- _Passage for review_
Amazon Continues to Push Its AI Chips as an NVIDIA Alternative

Amazon Continues to Push Its AI Chips as an NVIDIA Alternative
Image Credit: Amazon

Last month, Amazon announced a $1.25 billion investment in AI startup Anthropic with the option to invest up to an additional $2.75 billion. The partnership commits Anthropic to using AWS as its primary cloud provider and Amazon's Trainium and Inferentia chips to train and run Anthropic’s foundation models.

The company is now heavily marketing its custom AI accelerator to other potential customers and touting its performance superiority to traditional GPU setups. According to AWS, its Trainium chip slashes training times and costs up to 50% for complex models like Claude. Their specialized Inferentia2 machine learning inference chip cuts inference costs by up to 50%.

This comes as Microsoft is set to unveil its own AI chip, codenamed “Athena,” next month. Athena is anticipated to rival NVIDIA H100 and could allow Microsoft and its customers like OpenAI reduce reliance on NVIDIA GPUs, cutting costs and providing more leverage as demand surges.

Outside of Anthropic, major customers of AWS's AI accelerators include Snap, Qualtrics, Finch Computing, Dataminr and Autodesk. Finch says it has achieved 80% lower inference costs while Dataminr gained 9x better throughput per dollar with Inferentia optimization. Amazon even highlights that using Inferentia with Alexa has led to lower costs and latency.

The demand for powerful hardware to run large generative AI models is accelerating. NVIDIA, already the market leader in high-end AI processors, plans to release their next-generation GH200 Grace Hopper Superchip Platform in Q2 2024. The GH200 will run models 3.5x larger than previous versions while improving performance with 3x faster memory bandwidth.

The expanded Anthropic collaboration highlights AWS’s aggressive push to sell companies on adopting its custom-designed AI chips. While NVIDIA GPUs dominate today, AWS is touting major cost and performance improvements from its Trainium and Inferentia silicon instead. The stakes are even higher now for AWS with Microsoft entering the fray. Given Microsoft's exclusive access to OpenAI's influential GPT models, they will likely attract many customers.

By aligning with Anthropic, AWS aims to showcase the capabilities of its silicon in generative models and convince companies its homegrown chips are best suited for the future of AI.

- _Records_

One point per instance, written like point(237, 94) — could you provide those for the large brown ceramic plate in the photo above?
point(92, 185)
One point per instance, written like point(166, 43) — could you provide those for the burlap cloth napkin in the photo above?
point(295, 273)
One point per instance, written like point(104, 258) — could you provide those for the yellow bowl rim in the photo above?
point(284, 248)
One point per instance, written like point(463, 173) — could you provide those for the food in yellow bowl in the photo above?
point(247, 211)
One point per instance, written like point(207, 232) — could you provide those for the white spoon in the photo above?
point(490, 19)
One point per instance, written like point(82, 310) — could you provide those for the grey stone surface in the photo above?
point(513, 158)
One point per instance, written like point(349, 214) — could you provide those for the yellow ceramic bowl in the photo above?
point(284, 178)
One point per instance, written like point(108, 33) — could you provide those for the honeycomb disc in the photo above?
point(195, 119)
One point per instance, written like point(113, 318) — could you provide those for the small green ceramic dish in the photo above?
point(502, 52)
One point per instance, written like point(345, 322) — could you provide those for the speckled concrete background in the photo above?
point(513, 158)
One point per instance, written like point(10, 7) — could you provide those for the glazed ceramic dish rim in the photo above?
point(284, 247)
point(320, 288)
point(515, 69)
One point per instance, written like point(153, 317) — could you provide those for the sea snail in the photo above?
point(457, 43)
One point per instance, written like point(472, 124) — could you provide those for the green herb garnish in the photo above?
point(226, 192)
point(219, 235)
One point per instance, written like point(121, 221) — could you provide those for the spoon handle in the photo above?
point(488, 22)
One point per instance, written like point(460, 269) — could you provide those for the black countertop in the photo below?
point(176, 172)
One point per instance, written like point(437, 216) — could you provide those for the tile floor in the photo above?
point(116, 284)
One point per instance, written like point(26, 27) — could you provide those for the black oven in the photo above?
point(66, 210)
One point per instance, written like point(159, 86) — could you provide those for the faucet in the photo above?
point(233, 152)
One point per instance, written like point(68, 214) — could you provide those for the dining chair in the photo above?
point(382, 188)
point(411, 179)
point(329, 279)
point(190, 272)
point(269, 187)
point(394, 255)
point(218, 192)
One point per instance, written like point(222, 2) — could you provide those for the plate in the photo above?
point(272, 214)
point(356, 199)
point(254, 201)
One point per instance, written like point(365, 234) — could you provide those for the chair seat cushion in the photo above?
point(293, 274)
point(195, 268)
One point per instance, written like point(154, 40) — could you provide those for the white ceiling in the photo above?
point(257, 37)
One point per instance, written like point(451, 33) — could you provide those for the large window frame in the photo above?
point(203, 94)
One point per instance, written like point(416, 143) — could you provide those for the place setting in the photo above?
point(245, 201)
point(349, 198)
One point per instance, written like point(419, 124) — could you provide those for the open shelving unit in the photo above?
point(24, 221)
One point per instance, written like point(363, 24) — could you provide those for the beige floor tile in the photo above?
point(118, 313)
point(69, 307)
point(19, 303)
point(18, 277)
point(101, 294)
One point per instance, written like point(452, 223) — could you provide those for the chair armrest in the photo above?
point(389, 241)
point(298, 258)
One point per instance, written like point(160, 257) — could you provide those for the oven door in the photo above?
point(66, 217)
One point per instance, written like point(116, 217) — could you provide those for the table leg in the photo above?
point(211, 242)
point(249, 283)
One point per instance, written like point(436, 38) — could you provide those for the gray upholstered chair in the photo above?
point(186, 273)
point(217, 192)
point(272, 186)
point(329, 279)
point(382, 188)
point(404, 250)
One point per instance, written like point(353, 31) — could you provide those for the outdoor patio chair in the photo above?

- _Exercise instructions_
a) In the article on Amazon's AI chips, what is the codename of the AI chip Microsoft is set to unveil?
b) Write out the part of the article on Amazon's AI chips starting at "This comes as" and ending at "as demand surges.", word for word.

- _Outputs in order_
a) Athena

b)
This comes as Microsoft is set to unveil its own AI chip, codenamed “Athena,” next month. Athena is anticipated to rival NVIDIA H100 and could allow Microsoft and its customers like OpenAI reduce reliance on NVIDIA GPUs, cutting costs and providing more leverage as demand surges.